Stated exercise. From the records below, copy out the part that opens with the line containing "of the snow-covered" and closes with the line containing "[[662, 196], [329, 310]]". Include both of those lines and keep every line unchanged.

● ● ● ● ●

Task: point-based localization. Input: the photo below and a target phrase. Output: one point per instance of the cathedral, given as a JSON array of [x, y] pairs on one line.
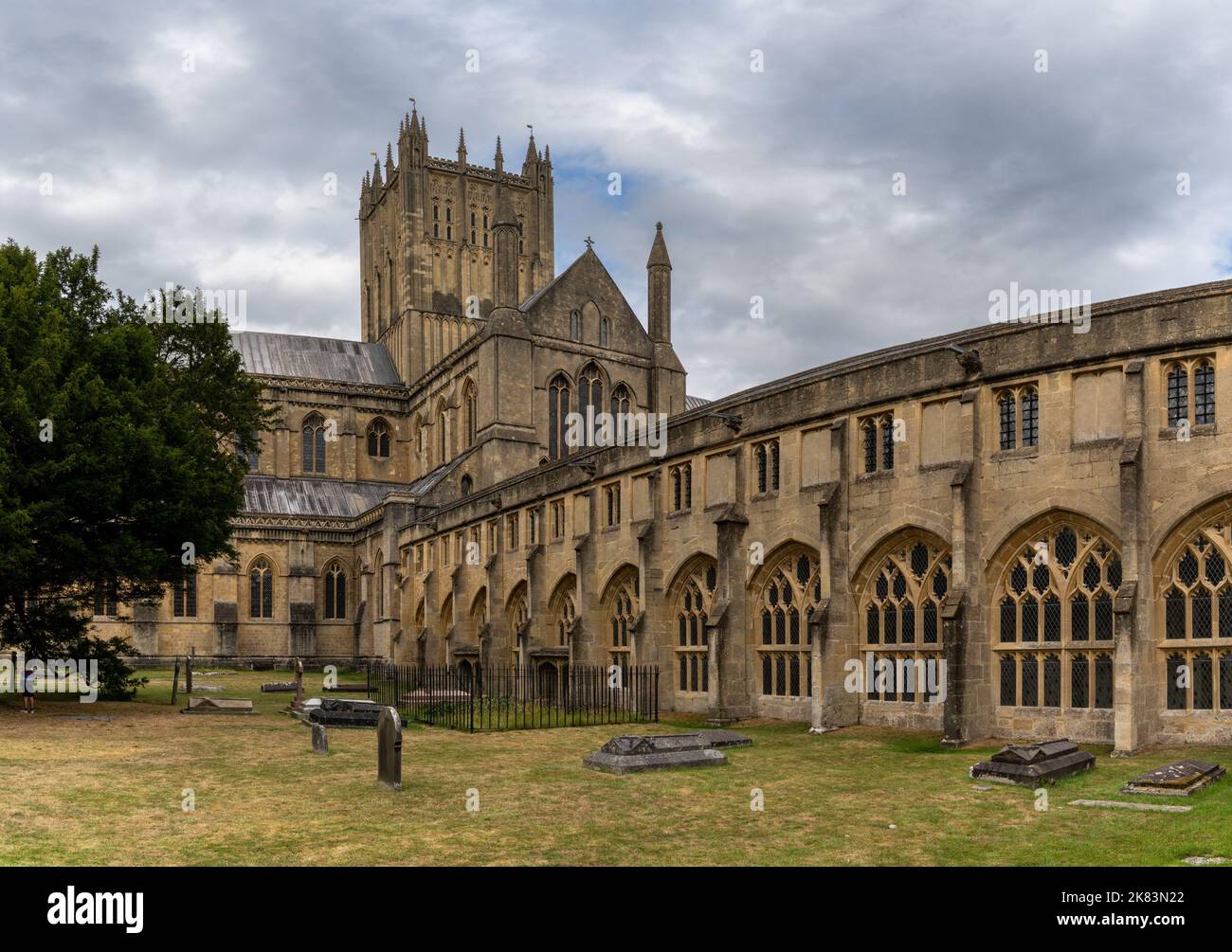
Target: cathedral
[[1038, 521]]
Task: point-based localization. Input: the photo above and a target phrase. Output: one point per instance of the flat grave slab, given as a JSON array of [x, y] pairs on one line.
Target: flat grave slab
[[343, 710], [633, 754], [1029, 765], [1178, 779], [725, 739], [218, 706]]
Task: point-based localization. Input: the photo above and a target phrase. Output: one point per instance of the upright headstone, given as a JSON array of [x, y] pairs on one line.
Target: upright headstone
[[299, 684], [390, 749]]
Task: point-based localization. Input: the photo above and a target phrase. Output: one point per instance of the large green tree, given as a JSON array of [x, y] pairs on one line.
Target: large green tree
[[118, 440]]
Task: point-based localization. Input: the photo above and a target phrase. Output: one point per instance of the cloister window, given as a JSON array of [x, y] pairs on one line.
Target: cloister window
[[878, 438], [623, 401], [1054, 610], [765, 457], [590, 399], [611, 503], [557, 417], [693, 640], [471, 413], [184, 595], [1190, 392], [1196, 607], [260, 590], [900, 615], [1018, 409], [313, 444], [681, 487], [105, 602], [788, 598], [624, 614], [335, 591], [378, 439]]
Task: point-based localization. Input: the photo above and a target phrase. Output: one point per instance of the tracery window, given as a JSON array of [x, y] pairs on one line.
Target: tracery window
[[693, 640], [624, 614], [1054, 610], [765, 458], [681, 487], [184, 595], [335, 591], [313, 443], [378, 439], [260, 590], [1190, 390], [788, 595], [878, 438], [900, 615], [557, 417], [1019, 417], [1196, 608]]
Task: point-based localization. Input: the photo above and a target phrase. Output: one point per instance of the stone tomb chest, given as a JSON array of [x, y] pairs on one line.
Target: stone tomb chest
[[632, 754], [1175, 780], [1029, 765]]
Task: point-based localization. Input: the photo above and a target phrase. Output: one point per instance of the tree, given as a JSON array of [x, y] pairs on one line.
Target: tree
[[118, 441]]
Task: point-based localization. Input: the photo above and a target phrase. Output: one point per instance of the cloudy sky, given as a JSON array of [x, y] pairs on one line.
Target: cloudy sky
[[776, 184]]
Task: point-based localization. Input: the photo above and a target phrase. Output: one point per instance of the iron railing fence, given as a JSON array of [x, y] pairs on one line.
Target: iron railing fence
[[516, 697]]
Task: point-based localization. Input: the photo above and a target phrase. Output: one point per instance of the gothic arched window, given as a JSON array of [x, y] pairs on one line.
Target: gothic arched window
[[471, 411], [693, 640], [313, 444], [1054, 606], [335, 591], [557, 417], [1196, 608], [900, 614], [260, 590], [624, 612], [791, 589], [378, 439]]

● ● ● ● ●

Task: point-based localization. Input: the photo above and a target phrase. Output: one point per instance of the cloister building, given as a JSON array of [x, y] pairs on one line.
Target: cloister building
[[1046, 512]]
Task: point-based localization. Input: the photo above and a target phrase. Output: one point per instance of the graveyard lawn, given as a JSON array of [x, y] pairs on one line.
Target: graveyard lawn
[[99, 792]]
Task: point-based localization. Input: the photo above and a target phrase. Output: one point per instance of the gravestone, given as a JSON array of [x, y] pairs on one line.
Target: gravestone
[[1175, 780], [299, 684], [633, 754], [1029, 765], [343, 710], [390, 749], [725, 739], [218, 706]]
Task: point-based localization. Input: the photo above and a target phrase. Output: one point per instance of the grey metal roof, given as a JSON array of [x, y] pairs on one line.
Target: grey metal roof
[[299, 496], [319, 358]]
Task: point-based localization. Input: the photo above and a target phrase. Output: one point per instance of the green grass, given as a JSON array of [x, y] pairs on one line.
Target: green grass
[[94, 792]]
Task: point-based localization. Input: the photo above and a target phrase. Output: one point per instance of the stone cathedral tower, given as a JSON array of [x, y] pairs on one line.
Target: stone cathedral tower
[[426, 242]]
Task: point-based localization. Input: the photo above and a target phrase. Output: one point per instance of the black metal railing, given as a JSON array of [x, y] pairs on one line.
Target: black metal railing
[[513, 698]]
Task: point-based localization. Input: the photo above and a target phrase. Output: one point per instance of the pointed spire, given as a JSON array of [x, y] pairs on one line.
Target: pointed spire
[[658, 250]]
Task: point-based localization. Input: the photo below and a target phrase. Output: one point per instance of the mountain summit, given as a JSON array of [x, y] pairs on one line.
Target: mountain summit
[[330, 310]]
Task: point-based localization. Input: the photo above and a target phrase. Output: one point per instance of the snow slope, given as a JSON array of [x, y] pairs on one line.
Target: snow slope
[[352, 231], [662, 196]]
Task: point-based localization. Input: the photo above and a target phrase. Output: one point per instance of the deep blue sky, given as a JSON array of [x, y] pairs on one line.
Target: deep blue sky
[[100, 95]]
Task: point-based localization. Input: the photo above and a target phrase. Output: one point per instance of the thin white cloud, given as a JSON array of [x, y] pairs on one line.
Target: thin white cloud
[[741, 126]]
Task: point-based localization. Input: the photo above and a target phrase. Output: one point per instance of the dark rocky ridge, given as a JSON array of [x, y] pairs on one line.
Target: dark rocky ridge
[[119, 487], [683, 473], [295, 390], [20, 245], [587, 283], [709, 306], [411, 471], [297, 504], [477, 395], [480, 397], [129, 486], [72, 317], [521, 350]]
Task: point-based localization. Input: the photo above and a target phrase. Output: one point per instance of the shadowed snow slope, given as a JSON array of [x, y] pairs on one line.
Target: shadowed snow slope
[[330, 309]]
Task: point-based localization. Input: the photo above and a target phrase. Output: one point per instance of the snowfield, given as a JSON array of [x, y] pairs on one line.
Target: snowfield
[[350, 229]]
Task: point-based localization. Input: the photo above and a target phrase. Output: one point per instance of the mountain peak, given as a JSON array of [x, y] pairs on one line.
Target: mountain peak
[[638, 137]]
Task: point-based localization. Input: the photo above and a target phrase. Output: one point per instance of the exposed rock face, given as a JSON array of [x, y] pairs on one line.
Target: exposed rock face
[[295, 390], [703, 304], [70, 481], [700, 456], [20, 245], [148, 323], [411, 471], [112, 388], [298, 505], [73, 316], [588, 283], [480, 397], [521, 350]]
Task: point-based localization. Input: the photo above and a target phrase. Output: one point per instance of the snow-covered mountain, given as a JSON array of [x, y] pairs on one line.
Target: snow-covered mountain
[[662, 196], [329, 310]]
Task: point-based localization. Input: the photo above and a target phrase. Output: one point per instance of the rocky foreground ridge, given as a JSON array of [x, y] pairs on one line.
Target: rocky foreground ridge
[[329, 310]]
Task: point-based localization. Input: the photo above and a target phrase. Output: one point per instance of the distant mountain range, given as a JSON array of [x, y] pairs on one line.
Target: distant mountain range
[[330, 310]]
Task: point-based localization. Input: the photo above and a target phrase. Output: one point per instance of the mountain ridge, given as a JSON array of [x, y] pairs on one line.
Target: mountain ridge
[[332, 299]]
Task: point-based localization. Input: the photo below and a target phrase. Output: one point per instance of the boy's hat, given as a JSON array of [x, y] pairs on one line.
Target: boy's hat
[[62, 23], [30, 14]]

● ● ● ● ●

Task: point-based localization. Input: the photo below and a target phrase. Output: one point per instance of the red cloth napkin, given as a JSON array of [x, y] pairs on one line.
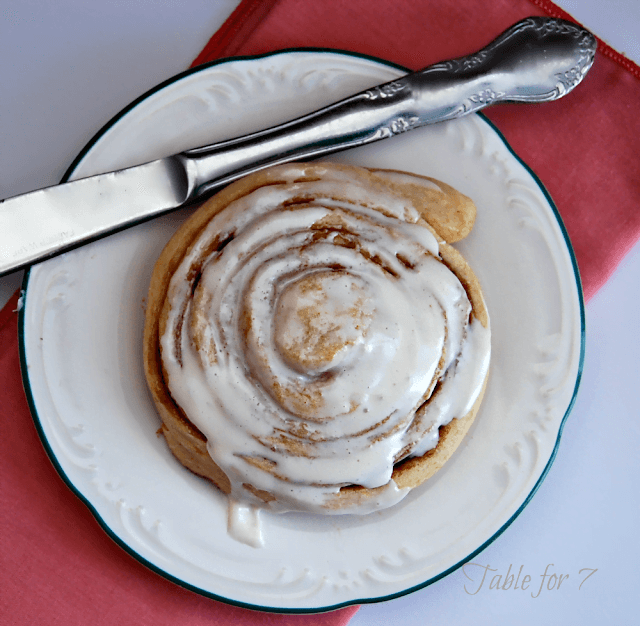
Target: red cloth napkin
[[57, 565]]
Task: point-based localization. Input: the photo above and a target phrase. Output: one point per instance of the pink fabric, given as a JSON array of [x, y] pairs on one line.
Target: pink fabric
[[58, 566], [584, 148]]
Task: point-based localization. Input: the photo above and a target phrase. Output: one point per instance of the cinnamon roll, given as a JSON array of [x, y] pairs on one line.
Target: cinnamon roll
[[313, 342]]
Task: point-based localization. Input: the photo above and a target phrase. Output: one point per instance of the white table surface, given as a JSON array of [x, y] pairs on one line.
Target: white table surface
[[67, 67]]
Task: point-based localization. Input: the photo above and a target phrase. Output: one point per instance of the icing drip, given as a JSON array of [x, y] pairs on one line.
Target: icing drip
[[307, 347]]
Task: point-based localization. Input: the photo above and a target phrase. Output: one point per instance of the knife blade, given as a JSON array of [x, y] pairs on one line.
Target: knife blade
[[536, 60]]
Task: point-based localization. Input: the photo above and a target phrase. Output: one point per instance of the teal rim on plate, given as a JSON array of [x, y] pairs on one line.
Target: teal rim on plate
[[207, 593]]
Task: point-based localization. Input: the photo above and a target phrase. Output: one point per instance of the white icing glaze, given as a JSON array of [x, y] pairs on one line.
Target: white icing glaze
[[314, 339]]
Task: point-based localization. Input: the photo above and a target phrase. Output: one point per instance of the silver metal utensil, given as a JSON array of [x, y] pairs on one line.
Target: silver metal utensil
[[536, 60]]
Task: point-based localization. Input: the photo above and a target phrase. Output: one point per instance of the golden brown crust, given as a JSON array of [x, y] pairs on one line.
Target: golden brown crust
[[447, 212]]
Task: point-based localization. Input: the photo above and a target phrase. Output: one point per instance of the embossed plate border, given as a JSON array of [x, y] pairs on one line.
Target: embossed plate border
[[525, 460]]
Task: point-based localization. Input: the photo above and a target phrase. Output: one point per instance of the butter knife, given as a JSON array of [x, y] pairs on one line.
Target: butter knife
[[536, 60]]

● ● ● ● ●

Task result.
Task: point-based localization. Input: the photo above and a target phrase. Output: one point per instance of the snow-covered mountain, given as a JSON array of [x, y] pairs on one line.
Target: snow-covered mountain
[[662, 196], [329, 310]]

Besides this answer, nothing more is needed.